▸ **Your task**:
Retype, exactly and with nothing added, the lines from the one showing "Target: wooden floor plank" through the final line of the material. Omit pictures.

-----

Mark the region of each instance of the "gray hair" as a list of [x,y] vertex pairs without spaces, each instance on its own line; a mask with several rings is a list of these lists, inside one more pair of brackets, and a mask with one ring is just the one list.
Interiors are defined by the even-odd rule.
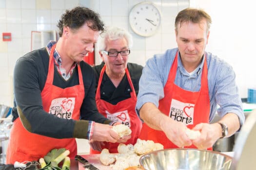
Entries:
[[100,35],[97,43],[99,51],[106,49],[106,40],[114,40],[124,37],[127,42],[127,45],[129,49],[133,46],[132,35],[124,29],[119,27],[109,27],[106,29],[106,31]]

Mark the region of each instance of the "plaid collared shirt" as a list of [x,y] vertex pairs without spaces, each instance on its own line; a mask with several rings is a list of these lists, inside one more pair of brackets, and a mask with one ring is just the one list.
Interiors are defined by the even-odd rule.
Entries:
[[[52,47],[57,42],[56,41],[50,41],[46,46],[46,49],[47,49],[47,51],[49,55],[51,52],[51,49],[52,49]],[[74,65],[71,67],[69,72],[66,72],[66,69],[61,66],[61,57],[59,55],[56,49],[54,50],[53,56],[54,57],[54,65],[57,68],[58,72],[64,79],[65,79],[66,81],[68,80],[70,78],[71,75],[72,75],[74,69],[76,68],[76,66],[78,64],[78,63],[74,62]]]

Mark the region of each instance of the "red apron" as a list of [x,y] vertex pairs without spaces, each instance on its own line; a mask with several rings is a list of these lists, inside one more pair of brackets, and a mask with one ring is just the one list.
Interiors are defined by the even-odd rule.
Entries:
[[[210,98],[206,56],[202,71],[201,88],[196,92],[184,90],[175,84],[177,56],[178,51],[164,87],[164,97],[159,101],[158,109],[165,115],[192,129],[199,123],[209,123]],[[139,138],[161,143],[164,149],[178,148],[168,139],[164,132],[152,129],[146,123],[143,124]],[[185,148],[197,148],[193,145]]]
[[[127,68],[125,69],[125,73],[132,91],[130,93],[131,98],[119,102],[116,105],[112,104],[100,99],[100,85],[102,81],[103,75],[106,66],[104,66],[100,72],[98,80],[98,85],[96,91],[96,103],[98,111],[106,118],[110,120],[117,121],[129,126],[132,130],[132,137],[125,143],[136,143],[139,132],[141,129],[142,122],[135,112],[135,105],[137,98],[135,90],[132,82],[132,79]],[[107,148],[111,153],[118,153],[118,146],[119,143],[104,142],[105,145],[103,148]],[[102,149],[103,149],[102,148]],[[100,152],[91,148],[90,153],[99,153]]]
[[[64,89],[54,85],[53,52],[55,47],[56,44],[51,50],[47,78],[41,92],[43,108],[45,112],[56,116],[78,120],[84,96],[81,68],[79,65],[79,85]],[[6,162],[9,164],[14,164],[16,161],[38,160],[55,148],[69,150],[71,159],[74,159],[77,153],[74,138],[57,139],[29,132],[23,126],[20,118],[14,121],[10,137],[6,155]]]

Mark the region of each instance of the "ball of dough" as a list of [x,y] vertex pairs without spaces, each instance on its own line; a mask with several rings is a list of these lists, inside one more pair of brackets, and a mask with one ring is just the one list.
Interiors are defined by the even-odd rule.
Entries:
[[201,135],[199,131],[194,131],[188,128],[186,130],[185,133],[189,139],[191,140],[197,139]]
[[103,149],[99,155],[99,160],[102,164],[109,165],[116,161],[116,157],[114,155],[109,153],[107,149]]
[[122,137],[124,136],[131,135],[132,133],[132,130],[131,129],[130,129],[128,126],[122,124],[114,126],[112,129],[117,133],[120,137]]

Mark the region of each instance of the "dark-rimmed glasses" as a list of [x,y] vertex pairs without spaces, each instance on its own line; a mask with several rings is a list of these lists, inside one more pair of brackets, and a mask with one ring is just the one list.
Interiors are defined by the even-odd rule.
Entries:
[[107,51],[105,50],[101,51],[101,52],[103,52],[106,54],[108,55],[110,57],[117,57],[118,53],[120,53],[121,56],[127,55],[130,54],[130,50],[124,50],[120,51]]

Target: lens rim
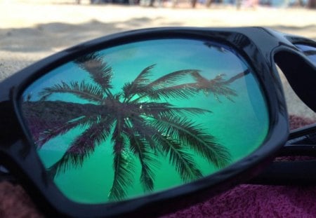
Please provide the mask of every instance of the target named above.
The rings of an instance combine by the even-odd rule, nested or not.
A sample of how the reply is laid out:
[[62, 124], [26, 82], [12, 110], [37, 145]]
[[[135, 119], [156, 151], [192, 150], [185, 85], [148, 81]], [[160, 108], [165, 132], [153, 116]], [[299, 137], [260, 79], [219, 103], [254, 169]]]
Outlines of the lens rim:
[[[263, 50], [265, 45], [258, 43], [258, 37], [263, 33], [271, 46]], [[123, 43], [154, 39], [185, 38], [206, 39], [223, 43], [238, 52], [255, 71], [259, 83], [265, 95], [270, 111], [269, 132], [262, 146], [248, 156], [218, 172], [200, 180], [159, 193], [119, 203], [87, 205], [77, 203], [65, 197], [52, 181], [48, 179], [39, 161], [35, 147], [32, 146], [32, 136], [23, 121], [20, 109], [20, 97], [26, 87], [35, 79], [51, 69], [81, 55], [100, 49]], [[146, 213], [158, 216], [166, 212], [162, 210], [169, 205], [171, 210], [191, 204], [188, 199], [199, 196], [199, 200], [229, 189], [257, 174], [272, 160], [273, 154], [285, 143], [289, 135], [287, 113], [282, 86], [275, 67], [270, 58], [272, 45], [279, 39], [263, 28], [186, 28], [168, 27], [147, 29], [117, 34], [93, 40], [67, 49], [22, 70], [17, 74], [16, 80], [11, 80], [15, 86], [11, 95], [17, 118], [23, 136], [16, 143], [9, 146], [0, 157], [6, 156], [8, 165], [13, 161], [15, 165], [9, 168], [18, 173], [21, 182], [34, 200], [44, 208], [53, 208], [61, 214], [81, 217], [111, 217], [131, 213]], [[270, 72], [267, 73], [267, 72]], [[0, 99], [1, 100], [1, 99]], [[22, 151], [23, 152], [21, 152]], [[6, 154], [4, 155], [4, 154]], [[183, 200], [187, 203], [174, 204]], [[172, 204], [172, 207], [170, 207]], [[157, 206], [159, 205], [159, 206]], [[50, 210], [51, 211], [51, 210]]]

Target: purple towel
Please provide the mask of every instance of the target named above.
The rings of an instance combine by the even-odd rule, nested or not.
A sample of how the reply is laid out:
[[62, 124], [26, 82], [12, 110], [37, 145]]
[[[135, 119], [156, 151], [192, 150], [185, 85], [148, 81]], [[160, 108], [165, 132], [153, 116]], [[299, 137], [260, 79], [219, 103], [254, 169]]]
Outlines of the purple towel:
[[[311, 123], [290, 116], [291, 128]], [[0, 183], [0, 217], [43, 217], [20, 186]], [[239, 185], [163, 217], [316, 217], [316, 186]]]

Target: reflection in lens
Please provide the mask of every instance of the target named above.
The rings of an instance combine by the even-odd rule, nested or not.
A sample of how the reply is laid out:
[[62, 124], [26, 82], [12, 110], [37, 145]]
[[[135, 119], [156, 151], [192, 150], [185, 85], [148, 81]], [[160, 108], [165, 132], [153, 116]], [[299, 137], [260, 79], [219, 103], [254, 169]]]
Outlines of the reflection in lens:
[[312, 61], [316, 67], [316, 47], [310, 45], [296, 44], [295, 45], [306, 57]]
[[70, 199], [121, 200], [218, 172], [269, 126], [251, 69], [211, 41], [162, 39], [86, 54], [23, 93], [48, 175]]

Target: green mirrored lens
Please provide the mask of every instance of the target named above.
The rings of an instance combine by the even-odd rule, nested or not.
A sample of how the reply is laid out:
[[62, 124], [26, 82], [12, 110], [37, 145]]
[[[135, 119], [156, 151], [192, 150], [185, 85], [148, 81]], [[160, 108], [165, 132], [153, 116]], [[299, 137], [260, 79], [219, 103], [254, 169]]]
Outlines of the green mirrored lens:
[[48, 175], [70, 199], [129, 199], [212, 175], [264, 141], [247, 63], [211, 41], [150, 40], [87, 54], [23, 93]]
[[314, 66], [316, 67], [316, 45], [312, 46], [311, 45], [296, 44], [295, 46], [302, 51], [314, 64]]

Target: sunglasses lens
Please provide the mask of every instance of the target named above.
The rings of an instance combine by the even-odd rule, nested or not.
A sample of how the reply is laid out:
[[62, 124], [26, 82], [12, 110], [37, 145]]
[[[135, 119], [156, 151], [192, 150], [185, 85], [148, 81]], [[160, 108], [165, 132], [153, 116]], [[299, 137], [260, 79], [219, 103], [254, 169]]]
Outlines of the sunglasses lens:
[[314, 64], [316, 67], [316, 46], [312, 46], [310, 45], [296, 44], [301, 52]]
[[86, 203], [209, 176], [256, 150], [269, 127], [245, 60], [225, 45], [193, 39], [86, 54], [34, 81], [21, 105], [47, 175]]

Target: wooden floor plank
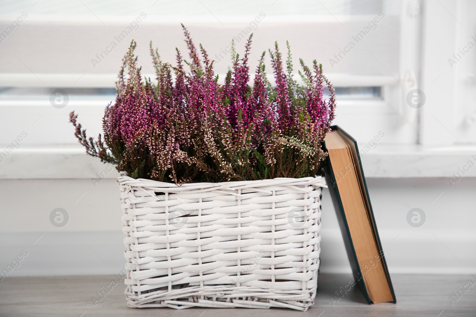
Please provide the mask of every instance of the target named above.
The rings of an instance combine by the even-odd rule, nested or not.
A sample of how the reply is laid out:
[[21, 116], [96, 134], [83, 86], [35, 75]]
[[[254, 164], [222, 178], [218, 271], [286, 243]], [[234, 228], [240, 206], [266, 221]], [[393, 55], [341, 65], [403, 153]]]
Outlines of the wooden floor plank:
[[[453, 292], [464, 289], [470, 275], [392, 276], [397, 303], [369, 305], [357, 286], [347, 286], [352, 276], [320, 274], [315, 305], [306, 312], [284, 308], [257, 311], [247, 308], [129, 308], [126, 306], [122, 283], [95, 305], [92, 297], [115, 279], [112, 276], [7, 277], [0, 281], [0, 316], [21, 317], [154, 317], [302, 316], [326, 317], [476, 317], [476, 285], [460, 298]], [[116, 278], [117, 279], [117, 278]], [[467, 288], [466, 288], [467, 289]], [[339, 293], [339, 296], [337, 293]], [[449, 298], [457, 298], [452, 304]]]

-----

▸ **The completed task**:
Target: wooden floor plank
Please provide the mask of every instance of the target named above.
The rings of an instance combine by the even-odd rule, nested or not.
A sample of how the reply is laid out:
[[21, 116], [96, 134], [83, 86], [35, 75]]
[[[254, 164], [222, 178], [218, 271], [286, 243]], [[234, 228], [240, 206], [266, 221]], [[393, 55], [341, 65], [403, 153]]]
Outlines of the wooden floor plank:
[[[453, 292], [464, 289], [470, 275], [392, 276], [397, 303], [369, 305], [357, 286], [347, 286], [352, 276], [320, 274], [315, 305], [306, 312], [284, 308], [257, 311], [247, 308], [129, 308], [126, 306], [122, 283], [95, 305], [92, 297], [115, 279], [112, 276], [7, 277], [0, 281], [0, 316], [21, 317], [154, 317], [302, 316], [326, 317], [476, 317], [476, 285], [460, 298]], [[116, 278], [117, 279], [117, 278]], [[467, 288], [466, 288], [467, 289]], [[339, 293], [339, 296], [337, 293]], [[449, 298], [457, 298], [452, 304]]]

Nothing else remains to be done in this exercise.